◆ SOURCE INFORMATION:

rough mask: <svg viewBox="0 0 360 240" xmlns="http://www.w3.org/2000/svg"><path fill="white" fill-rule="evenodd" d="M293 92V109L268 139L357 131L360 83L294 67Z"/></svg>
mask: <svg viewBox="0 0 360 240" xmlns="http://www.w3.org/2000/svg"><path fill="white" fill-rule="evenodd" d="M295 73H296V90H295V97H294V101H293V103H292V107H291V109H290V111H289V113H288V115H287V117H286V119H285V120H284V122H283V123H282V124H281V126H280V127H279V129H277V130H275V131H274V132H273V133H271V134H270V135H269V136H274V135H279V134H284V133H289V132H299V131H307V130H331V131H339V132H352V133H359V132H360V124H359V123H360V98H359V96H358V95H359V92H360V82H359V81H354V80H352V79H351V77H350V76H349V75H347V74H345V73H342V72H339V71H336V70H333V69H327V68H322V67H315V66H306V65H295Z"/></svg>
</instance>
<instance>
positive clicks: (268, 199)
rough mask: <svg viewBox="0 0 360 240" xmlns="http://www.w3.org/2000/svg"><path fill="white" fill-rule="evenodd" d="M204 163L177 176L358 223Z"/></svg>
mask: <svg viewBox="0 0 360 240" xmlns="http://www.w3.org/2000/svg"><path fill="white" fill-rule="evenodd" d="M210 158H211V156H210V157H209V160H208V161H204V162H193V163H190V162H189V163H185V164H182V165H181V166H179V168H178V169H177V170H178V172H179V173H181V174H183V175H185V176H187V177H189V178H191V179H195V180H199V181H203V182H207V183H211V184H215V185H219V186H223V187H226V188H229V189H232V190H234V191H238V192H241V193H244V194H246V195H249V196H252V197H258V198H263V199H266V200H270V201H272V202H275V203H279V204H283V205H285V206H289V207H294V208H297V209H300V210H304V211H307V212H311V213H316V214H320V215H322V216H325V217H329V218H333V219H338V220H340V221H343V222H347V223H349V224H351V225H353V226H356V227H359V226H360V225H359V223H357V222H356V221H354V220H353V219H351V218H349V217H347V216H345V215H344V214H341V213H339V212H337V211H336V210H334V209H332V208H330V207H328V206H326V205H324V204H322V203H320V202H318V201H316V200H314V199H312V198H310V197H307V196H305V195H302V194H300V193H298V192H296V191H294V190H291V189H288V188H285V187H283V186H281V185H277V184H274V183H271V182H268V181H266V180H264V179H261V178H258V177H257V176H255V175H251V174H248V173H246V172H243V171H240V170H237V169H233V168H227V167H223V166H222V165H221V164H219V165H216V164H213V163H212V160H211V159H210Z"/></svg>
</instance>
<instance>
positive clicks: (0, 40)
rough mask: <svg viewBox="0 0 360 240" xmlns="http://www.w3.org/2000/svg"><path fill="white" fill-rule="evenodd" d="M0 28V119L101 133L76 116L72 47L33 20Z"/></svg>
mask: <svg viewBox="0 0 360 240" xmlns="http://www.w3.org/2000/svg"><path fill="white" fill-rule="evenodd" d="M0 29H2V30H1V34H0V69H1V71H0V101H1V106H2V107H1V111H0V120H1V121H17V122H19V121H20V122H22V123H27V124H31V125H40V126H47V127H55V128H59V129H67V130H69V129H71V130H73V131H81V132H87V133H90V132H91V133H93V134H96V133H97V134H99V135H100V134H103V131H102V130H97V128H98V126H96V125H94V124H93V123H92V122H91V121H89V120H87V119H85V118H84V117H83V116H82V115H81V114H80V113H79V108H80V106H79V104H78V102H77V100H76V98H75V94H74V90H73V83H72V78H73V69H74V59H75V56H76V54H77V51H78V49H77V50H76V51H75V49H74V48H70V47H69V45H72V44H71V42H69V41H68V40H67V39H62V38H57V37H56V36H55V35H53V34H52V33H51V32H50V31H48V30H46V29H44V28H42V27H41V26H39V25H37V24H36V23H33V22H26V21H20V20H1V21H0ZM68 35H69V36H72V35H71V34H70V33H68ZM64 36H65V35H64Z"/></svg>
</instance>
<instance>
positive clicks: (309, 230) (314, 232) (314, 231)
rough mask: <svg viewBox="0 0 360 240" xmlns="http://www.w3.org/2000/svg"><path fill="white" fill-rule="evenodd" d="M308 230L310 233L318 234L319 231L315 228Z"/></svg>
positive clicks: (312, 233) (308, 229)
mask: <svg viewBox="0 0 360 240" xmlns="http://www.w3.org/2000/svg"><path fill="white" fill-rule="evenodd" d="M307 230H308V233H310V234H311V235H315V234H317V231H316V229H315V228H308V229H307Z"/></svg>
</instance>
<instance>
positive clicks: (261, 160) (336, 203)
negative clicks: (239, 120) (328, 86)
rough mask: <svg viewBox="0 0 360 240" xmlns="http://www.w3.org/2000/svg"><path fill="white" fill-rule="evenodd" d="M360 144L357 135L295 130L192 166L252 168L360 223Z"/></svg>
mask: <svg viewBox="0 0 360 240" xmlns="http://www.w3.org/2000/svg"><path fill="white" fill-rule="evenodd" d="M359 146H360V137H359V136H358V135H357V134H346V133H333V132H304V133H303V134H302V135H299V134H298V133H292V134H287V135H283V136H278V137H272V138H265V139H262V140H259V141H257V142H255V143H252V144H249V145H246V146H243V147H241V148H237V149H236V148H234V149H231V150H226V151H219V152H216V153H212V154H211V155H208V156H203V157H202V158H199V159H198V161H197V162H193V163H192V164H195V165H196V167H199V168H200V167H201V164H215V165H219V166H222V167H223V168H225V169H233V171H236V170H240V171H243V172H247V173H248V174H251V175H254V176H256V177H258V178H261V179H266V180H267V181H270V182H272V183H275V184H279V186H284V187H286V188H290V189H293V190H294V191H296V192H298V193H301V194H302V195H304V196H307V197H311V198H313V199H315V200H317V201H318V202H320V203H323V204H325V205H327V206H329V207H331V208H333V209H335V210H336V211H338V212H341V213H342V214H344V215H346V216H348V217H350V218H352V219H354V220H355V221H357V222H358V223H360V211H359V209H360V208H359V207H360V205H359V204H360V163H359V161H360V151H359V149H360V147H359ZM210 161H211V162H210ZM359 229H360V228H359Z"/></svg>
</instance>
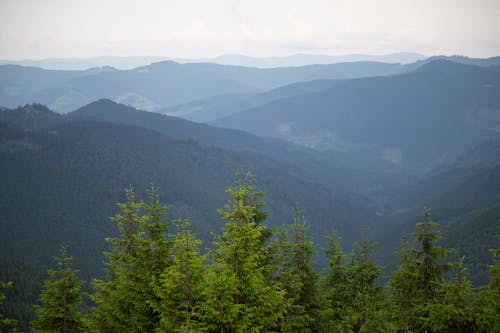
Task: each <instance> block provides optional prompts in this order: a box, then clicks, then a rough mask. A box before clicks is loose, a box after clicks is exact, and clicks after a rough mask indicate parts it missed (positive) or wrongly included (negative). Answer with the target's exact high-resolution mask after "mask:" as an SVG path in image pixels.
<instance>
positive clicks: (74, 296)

◆ WHAT THE EXERCISE ASKS: When you repeat the material, keep every word exact and drop the pictures.

◆ TASK ANSWER:
rough mask: <svg viewBox="0 0 360 240" xmlns="http://www.w3.org/2000/svg"><path fill="white" fill-rule="evenodd" d="M293 92V109L268 139L357 131L360 83L294 67Z"/></svg>
mask: <svg viewBox="0 0 360 240" xmlns="http://www.w3.org/2000/svg"><path fill="white" fill-rule="evenodd" d="M295 73H296V90H295V97H294V101H293V103H292V107H291V109H290V111H289V113H288V115H287V117H286V119H285V120H284V122H283V123H282V124H281V126H280V127H279V129H277V130H275V131H274V132H273V133H271V134H270V135H269V136H274V135H279V134H284V133H289V132H299V131H307V130H331V131H339V132H352V133H359V132H360V124H359V123H360V98H359V96H358V95H359V92H360V82H359V81H354V80H352V79H351V77H350V76H349V75H347V74H345V73H342V72H339V71H336V70H333V69H327V68H322V67H315V66H306V65H295Z"/></svg>
</instance>
<instance>
positive clicks: (268, 199)
rough mask: <svg viewBox="0 0 360 240" xmlns="http://www.w3.org/2000/svg"><path fill="white" fill-rule="evenodd" d="M204 163L177 176L358 223Z"/></svg>
mask: <svg viewBox="0 0 360 240" xmlns="http://www.w3.org/2000/svg"><path fill="white" fill-rule="evenodd" d="M210 158H211V156H210V157H209V160H208V161H204V162H193V163H190V162H189V163H185V164H182V165H181V166H179V168H178V169H177V170H178V172H179V173H181V174H183V175H185V176H187V177H189V178H191V179H195V180H199V181H203V182H207V183H211V184H215V185H219V186H223V187H226V188H229V189H232V190H234V191H238V192H241V193H244V194H246V195H249V196H252V197H258V198H263V199H266V200H270V201H272V202H275V203H279V204H283V205H285V206H289V207H294V208H297V209H300V210H304V211H307V212H311V213H316V214H320V215H322V216H325V217H329V218H333V219H338V220H340V221H343V222H347V223H349V224H351V225H353V226H356V227H359V226H360V225H359V223H357V222H356V221H354V220H353V219H351V218H349V217H347V216H345V215H344V214H341V213H339V212H337V211H336V210H334V209H332V208H330V207H328V206H326V205H324V204H322V203H320V202H318V201H316V200H314V199H312V198H310V197H307V196H305V195H302V194H300V193H298V192H296V191H294V190H291V189H288V188H285V187H283V186H281V185H277V184H274V183H271V182H268V181H266V180H264V179H261V178H258V177H257V176H255V175H251V174H248V173H246V172H243V171H240V170H237V169H233V168H227V167H223V166H222V165H221V164H219V165H216V164H213V163H212V160H211V159H210Z"/></svg>
</instance>
<instance>
positive clicks: (0, 40)
rough mask: <svg viewBox="0 0 360 240" xmlns="http://www.w3.org/2000/svg"><path fill="white" fill-rule="evenodd" d="M0 28V119L101 133L76 116L72 47L33 20Z"/></svg>
mask: <svg viewBox="0 0 360 240" xmlns="http://www.w3.org/2000/svg"><path fill="white" fill-rule="evenodd" d="M0 29H2V30H1V34H0V69H1V71H0V101H1V106H2V107H1V111H0V120H1V121H17V122H19V121H20V122H22V123H27V124H31V125H40V126H47V127H55V128H59V129H67V130H69V129H71V130H73V131H81V132H87V133H90V132H91V133H93V134H96V133H97V134H99V135H100V134H103V131H102V130H97V128H98V126H96V125H94V124H93V123H92V122H91V121H89V120H87V119H85V118H84V117H83V116H82V115H81V114H80V113H79V108H80V106H79V104H78V102H77V100H76V98H75V94H74V90H73V83H72V78H73V69H74V59H75V56H76V54H77V51H78V49H77V50H76V51H75V49H74V48H70V47H69V45H72V44H71V42H69V41H68V40H67V39H62V38H57V37H56V36H55V35H53V34H52V33H51V32H50V31H48V30H46V29H44V28H42V27H41V26H39V25H37V24H36V23H33V22H26V21H20V20H1V21H0ZM68 35H69V36H72V35H71V34H70V33H68ZM64 36H65V35H64Z"/></svg>
</instance>
<instance>
positive clicks: (309, 230) (314, 232) (314, 231)
rough mask: <svg viewBox="0 0 360 240" xmlns="http://www.w3.org/2000/svg"><path fill="white" fill-rule="evenodd" d="M308 230L310 233L318 234L319 231L315 228Z"/></svg>
positive clicks: (312, 233) (308, 229)
mask: <svg viewBox="0 0 360 240" xmlns="http://www.w3.org/2000/svg"><path fill="white" fill-rule="evenodd" d="M307 230H308V233H310V234H311V235H315V234H317V231H316V229H315V228H308V229H307Z"/></svg>
</instance>
<instance>
positive clicks: (261, 160) (336, 203)
negative clicks: (239, 120) (328, 86)
rough mask: <svg viewBox="0 0 360 240" xmlns="http://www.w3.org/2000/svg"><path fill="white" fill-rule="evenodd" d="M360 144L357 135L295 130L192 166L252 168L360 223Z"/></svg>
mask: <svg viewBox="0 0 360 240" xmlns="http://www.w3.org/2000/svg"><path fill="white" fill-rule="evenodd" d="M359 146H360V137H359V136H358V135H357V134H346V133H333V132H304V133H303V134H302V135H299V134H298V133H292V134H287V135H283V136H278V137H272V138H265V139H262V140H259V141H257V142H255V143H252V144H249V145H246V146H243V147H241V148H237V149H236V148H234V149H231V150H226V151H219V152H216V153H212V154H211V155H208V156H203V157H202V158H199V159H198V161H197V162H193V163H192V164H195V165H196V167H199V168H200V167H201V164H215V165H219V166H222V167H223V168H225V169H233V171H236V170H240V171H243V172H247V173H248V174H251V175H254V176H256V177H258V178H261V179H266V180H267V181H270V182H272V183H275V184H279V186H284V187H286V188H290V189H293V190H294V191H296V192H298V193H301V194H302V195H304V196H307V197H311V198H313V199H315V200H317V201H318V202H320V203H323V204H325V205H327V206H329V207H331V208H333V209H335V210H336V211H338V212H341V213H342V214H344V215H346V216H348V217H350V218H352V219H354V220H355V221H357V222H358V223H360V211H359V209H360V208H359V207H360V205H359V204H360V163H359V161H360V151H359V149H360V147H359ZM210 161H211V162H210ZM359 229H360V228H359Z"/></svg>
</instance>
Task: each <instance> block provides optional prompts in this order: a box, then clicks, then a rough mask. A box before clicks is loose, a box after clicks is exact, and clicks after a rough mask indicate parts it missed (positive) or wrongly included (negative). Answer with the target's exact high-resolution mask after "mask:" as an SVG path in image pixels.
<instance>
positive clicks: (74, 296)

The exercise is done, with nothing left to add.